(DIRECTIVE):
Return every one of the entries below verbatim, reproducing each line without alteration.

Stored records:
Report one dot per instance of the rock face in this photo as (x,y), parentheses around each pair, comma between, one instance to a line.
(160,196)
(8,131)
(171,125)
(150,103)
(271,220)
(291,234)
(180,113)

(EXERCISE SOLUTION):
Report one dot per instance of the rock face in this photo as (x,y), parentheses around each pair, comma between, one instance to a line.
(160,196)
(8,131)
(171,125)
(150,103)
(271,220)
(291,234)
(180,113)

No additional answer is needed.